*** DATASET EXTRACT ***

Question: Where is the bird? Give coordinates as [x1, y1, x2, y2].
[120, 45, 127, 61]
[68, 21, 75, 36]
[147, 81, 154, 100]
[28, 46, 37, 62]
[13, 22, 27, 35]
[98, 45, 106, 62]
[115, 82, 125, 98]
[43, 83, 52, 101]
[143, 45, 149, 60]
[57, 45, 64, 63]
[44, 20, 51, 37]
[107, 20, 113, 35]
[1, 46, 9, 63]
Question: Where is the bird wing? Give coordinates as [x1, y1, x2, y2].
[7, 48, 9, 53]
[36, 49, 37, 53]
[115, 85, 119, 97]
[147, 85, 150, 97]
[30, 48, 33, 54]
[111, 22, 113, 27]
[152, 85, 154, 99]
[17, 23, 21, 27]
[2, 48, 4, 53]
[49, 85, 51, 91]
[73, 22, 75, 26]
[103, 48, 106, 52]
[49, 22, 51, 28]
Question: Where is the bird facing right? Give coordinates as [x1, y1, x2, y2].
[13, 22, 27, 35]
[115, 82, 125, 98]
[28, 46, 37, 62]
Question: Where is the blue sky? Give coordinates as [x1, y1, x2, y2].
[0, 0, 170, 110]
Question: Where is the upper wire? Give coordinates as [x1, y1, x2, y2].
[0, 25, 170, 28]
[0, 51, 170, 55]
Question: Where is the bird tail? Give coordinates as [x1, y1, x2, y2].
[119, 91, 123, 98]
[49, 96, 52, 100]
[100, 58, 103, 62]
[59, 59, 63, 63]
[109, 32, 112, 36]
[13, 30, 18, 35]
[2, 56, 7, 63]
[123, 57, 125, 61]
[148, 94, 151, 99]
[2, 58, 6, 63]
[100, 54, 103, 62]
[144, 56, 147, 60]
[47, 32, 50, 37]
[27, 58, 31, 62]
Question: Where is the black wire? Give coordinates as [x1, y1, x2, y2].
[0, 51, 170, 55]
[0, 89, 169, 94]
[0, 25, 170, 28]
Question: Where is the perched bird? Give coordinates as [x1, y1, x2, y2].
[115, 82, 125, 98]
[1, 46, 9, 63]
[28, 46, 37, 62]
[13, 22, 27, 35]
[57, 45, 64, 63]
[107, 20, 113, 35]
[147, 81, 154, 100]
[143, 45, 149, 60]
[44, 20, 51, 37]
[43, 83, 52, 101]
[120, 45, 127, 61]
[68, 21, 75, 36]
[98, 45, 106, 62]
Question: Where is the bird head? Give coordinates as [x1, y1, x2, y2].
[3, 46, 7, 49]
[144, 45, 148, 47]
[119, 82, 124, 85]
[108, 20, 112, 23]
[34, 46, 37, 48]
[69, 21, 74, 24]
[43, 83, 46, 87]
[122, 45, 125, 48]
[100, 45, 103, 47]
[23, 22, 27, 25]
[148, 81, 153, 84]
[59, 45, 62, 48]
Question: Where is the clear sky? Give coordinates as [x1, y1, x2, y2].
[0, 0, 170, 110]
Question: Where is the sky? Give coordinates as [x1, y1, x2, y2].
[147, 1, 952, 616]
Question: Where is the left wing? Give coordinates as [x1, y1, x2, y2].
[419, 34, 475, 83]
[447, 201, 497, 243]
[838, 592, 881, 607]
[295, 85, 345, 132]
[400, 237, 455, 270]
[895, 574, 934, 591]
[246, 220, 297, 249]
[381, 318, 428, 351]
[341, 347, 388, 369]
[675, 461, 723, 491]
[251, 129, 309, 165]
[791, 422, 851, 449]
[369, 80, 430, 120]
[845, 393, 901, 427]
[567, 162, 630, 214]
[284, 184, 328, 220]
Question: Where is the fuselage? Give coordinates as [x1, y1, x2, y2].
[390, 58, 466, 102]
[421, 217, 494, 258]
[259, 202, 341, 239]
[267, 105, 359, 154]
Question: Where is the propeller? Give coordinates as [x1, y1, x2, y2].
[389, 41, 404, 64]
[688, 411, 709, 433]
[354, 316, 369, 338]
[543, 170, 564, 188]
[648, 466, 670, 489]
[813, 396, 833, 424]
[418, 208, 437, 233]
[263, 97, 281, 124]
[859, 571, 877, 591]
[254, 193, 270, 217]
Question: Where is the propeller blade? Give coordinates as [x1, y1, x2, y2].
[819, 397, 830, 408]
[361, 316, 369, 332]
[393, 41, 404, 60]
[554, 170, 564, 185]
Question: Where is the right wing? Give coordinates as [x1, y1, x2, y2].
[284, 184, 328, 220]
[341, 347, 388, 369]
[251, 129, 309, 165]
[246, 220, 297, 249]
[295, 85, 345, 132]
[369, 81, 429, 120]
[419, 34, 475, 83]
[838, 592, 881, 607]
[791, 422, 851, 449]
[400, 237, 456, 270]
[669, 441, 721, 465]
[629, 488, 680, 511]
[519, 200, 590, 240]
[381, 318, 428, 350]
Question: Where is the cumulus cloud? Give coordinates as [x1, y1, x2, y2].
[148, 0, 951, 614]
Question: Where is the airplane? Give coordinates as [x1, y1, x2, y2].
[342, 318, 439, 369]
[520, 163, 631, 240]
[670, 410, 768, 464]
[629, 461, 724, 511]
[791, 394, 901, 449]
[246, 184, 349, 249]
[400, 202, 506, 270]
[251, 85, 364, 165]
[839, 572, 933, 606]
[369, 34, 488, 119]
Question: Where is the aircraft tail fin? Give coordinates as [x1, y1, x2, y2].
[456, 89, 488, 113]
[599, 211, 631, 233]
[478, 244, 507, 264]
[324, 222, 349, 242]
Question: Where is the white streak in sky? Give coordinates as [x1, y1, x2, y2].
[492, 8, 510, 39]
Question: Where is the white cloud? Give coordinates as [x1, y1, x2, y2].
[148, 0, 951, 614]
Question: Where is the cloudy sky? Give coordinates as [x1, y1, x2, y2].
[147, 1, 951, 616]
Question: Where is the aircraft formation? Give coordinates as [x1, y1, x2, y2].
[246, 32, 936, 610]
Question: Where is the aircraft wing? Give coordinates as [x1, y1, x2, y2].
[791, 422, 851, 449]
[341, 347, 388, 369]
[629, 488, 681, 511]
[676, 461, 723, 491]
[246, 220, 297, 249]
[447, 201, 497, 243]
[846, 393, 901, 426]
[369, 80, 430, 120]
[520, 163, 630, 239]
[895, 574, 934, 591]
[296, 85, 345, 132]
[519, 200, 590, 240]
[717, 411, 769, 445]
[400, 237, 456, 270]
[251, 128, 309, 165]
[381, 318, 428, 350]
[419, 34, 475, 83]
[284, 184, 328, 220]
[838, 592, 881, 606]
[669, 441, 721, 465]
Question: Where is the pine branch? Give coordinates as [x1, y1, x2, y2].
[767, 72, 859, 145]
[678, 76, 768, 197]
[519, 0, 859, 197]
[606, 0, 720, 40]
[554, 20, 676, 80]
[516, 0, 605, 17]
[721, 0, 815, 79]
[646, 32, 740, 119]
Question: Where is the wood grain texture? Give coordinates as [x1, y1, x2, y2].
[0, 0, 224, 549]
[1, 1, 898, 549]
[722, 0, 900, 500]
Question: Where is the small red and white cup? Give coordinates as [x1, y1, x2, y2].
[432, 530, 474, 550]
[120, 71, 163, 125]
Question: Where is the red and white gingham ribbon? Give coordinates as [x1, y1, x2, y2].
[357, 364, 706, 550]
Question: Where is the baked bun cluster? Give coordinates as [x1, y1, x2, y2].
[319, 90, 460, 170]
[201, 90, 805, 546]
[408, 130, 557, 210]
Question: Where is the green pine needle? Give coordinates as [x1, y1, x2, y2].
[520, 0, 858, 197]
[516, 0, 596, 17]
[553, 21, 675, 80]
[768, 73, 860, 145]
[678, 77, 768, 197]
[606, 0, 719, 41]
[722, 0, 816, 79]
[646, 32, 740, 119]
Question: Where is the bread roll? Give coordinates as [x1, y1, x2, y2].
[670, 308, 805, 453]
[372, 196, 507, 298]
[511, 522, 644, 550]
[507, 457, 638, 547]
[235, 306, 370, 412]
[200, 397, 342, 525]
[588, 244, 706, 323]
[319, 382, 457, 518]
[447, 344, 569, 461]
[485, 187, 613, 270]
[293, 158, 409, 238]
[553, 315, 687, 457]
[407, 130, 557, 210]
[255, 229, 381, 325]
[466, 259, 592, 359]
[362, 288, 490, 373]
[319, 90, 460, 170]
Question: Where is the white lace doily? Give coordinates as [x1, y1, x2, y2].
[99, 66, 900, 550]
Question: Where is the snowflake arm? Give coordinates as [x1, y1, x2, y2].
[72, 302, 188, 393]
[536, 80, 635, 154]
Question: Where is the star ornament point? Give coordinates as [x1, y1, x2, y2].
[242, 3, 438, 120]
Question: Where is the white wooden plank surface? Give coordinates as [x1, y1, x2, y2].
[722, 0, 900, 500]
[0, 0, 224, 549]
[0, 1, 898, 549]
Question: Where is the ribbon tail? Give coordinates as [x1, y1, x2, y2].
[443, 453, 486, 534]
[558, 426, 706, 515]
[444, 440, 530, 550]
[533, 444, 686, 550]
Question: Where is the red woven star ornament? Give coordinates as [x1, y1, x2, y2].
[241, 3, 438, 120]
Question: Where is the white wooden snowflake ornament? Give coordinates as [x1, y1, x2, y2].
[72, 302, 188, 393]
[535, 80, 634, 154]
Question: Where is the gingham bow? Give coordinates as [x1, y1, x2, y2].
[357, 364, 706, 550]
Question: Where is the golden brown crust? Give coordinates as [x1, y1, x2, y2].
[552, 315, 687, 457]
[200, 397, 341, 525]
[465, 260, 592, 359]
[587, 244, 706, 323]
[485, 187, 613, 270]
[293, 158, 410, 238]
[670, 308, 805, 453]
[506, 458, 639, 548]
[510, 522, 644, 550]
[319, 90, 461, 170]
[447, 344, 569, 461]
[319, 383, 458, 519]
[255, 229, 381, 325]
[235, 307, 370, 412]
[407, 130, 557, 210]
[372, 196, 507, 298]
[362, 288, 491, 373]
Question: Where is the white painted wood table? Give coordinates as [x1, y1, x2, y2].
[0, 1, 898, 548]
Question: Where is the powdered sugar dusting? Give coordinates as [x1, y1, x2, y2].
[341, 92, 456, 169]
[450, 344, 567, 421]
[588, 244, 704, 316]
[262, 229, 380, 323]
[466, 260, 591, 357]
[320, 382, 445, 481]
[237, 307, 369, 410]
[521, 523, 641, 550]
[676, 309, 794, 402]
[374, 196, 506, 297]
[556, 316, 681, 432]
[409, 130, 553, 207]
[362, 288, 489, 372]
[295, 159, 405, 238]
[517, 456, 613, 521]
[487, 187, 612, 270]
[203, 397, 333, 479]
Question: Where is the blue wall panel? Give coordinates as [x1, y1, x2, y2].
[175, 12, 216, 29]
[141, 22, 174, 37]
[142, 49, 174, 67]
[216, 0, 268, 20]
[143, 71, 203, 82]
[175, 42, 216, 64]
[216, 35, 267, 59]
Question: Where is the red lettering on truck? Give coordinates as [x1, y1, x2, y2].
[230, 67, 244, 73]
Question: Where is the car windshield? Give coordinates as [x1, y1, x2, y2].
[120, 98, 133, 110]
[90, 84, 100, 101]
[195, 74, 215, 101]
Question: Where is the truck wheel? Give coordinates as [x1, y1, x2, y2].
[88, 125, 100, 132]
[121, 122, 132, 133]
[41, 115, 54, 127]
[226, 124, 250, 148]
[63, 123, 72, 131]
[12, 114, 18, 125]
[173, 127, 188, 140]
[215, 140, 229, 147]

*** End of DATASET EXTRACT ***

## ACTION ITEM
Every line from the one containing "Question: Where is the white painted" through the last line of the entries must be written out verbatim, and no other line.

## TASK OUTPUT
Question: Where is the white painted wood table? Give coordinates as [x1, y1, x2, y2].
[0, 1, 898, 548]
Question: Where is the powdered sugar dusting? Give coordinates as [x1, y1, x2, y2].
[341, 92, 456, 169]
[450, 344, 567, 421]
[588, 244, 704, 316]
[262, 229, 380, 323]
[466, 260, 591, 357]
[320, 382, 445, 481]
[237, 307, 369, 410]
[521, 523, 641, 550]
[676, 309, 794, 402]
[374, 196, 506, 297]
[556, 316, 681, 432]
[409, 130, 553, 207]
[362, 288, 489, 372]
[295, 159, 405, 238]
[517, 456, 613, 521]
[487, 187, 612, 270]
[203, 397, 333, 479]
Question: Where is the blue wall panel? Give coordinates as [x1, y1, x2, y2].
[175, 12, 216, 29]
[141, 22, 174, 37]
[142, 49, 174, 67]
[216, 0, 268, 20]
[143, 71, 203, 82]
[175, 42, 216, 64]
[216, 35, 267, 59]
Question: Where is the red lettering on truck? Give coordinates as [x1, y1, x2, y2].
[230, 67, 244, 73]
Question: Where is the car windshield? Give coordinates as [x1, y1, x2, y2].
[120, 98, 133, 110]
[90, 84, 100, 101]
[195, 74, 215, 101]
Question: Where is the truck wheel? Give coordinates as [x1, y1, x2, y2].
[88, 125, 100, 132]
[121, 122, 132, 133]
[41, 115, 54, 127]
[226, 124, 250, 148]
[63, 123, 72, 131]
[12, 114, 18, 125]
[173, 127, 188, 140]
[215, 140, 229, 147]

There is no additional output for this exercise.